- [Instructions to follow]: Please copy exactly the lines that begin with the one containing "Where can the black window" and end with the last line of the entries.

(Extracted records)

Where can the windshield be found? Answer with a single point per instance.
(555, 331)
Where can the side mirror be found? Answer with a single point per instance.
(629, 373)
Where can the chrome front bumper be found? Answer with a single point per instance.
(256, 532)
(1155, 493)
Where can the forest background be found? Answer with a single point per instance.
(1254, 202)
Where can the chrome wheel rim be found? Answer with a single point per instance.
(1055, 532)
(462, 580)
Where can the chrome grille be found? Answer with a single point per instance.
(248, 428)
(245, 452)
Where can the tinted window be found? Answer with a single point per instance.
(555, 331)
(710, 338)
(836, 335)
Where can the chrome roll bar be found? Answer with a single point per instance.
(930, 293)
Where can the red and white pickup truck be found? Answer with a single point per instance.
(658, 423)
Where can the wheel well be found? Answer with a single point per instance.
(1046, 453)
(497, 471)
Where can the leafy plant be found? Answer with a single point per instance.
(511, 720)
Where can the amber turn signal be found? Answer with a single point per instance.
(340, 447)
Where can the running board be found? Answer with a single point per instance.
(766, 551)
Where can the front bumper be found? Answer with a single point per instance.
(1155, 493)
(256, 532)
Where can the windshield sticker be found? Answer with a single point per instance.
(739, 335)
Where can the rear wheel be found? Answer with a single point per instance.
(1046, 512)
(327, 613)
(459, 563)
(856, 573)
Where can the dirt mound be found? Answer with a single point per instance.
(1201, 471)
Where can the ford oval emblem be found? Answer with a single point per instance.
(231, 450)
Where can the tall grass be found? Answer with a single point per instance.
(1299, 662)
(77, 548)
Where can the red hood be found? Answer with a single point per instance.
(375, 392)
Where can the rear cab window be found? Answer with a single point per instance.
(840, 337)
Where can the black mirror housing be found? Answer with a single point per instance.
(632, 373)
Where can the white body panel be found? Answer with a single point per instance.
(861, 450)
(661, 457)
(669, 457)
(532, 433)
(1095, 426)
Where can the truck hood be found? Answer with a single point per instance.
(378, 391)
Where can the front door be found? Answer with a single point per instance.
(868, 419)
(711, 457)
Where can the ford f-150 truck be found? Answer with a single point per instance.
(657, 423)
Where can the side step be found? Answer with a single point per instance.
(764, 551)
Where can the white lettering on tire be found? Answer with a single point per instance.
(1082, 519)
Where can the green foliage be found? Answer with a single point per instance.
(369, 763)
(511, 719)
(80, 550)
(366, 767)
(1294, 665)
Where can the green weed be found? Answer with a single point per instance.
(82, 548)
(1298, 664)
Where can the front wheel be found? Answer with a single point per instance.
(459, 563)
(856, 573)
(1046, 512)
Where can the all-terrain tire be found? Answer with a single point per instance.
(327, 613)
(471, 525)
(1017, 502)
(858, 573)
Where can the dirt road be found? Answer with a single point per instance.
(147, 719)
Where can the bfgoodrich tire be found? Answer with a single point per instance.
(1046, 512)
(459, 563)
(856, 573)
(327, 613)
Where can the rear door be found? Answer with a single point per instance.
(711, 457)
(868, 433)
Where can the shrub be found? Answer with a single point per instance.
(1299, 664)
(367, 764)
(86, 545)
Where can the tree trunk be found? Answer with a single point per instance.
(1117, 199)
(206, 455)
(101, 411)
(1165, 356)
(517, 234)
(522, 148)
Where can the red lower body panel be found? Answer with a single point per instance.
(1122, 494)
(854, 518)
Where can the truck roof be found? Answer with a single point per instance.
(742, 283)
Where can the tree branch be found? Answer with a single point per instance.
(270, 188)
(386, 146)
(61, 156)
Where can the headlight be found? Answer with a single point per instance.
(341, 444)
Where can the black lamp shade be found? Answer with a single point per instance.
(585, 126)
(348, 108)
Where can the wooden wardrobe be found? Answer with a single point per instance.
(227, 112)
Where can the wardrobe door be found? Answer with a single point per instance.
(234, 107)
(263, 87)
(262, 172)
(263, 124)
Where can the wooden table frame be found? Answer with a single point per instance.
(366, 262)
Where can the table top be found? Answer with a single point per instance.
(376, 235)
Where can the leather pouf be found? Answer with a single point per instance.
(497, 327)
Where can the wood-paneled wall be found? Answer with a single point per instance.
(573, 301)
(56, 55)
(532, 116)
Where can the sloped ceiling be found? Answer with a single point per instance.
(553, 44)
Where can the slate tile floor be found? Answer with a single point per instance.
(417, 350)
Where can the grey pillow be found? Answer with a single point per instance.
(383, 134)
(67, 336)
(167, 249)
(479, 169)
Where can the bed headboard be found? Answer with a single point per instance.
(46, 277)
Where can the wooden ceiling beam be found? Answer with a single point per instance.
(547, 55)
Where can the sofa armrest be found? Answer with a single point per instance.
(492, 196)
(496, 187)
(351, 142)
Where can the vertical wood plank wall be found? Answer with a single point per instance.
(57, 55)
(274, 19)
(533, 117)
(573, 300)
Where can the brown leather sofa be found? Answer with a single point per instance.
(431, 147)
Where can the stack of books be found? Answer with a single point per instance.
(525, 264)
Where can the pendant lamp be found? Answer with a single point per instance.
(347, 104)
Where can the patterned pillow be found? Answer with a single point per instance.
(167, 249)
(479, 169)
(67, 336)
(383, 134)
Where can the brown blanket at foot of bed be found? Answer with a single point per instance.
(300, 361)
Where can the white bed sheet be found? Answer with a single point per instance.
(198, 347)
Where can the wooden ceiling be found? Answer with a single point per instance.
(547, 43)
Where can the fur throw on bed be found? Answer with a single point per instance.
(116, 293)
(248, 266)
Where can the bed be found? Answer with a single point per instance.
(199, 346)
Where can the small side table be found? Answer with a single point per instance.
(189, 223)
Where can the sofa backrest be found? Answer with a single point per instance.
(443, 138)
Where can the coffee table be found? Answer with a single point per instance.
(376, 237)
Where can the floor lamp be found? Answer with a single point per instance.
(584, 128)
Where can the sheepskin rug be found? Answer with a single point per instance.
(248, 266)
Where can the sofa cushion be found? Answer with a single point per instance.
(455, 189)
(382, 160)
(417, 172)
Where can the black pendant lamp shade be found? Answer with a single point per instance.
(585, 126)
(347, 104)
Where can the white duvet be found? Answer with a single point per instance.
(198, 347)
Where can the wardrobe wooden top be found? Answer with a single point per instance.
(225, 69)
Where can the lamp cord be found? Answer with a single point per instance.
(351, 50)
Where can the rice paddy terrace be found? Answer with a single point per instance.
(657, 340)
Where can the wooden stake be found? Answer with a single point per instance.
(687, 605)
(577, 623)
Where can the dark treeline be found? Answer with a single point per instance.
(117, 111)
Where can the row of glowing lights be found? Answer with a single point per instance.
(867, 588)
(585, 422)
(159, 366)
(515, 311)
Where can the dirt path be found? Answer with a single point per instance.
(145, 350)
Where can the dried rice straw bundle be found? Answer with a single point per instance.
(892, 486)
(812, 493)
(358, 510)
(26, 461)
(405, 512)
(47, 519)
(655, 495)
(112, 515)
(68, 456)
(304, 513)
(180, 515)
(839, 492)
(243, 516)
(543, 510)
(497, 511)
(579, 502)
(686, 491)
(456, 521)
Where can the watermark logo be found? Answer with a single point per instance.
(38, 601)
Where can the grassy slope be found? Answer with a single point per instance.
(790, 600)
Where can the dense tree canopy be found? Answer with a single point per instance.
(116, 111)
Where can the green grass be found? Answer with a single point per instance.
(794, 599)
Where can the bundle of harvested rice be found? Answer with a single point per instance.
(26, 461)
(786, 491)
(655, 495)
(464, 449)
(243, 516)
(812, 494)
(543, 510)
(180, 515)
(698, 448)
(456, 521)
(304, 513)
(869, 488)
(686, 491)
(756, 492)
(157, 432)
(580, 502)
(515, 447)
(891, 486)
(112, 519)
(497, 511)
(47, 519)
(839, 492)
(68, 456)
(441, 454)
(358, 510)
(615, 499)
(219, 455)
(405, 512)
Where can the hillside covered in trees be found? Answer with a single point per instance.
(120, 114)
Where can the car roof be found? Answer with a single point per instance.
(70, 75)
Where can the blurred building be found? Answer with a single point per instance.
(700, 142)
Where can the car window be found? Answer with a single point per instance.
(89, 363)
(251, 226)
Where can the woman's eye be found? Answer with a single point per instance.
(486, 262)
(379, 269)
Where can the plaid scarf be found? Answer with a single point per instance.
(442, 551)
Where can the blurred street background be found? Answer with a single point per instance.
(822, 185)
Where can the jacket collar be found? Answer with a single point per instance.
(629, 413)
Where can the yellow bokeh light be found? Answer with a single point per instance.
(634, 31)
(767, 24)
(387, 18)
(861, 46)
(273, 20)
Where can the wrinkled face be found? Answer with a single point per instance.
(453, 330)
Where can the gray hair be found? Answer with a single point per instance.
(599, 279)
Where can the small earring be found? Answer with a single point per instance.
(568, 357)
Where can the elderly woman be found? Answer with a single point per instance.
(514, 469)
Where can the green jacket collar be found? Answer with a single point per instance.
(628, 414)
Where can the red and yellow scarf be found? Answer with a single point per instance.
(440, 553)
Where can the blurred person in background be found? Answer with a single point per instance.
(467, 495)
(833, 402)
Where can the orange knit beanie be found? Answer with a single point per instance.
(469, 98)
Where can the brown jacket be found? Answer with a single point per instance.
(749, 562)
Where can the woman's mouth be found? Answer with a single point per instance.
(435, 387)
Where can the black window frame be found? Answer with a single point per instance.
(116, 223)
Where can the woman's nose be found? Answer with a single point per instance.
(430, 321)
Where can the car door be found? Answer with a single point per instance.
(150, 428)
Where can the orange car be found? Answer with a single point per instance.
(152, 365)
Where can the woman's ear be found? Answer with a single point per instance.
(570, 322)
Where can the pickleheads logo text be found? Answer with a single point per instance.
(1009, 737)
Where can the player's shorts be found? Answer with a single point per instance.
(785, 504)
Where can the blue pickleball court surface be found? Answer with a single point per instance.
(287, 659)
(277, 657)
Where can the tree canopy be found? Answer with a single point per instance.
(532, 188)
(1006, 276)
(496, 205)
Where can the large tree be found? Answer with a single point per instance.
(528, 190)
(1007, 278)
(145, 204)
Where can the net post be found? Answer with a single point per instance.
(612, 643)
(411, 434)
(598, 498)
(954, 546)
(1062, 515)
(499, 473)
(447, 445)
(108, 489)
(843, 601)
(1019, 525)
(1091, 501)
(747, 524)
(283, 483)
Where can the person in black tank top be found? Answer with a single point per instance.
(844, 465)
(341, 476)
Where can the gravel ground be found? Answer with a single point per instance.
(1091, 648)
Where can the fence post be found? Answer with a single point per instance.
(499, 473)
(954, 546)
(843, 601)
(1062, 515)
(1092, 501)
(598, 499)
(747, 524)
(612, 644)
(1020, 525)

- [The result]:
Where can the black window frame be found? Answer with a single point per instance.
(116, 223)
Where can the woman's nose be found? Answer with a single point per instance.
(430, 321)
Where can the car door be found? Answer with a single point per instance.
(150, 428)
Where can the orange car be found? Answer with a single point per instance.
(152, 365)
Where can the woman's ear be found? Answer with a single point per instance.
(570, 322)
Where can the pickleheads logo text be found? Answer with a single point per instance.
(1009, 737)
Where can the player's shorts be found? Answer with a single point per instance.
(785, 504)
Where can the blue pickleball court surface be found? Answer with a single point per instance.
(287, 659)
(277, 657)
Where can the tree canopy be found? Answer with a single point per instance.
(532, 188)
(1006, 276)
(496, 205)
Where can the large tree be found? Answer with a single point per instance.
(528, 190)
(1007, 278)
(145, 204)
Where can the net post be found? Answer with a single point per instance.
(612, 643)
(411, 434)
(598, 498)
(954, 546)
(1062, 515)
(499, 473)
(447, 445)
(108, 489)
(843, 601)
(1019, 525)
(1091, 501)
(747, 524)
(283, 483)
Where can the person in black tank top be found? Answer with a single point per instance.
(844, 465)
(341, 476)
Where can the gravel ground be found? Answer with a single point per instance.
(1091, 648)
Where can the fence post be found? Answer with a single point per instance.
(499, 473)
(954, 546)
(843, 601)
(1062, 515)
(1092, 501)
(598, 499)
(747, 524)
(612, 644)
(1020, 525)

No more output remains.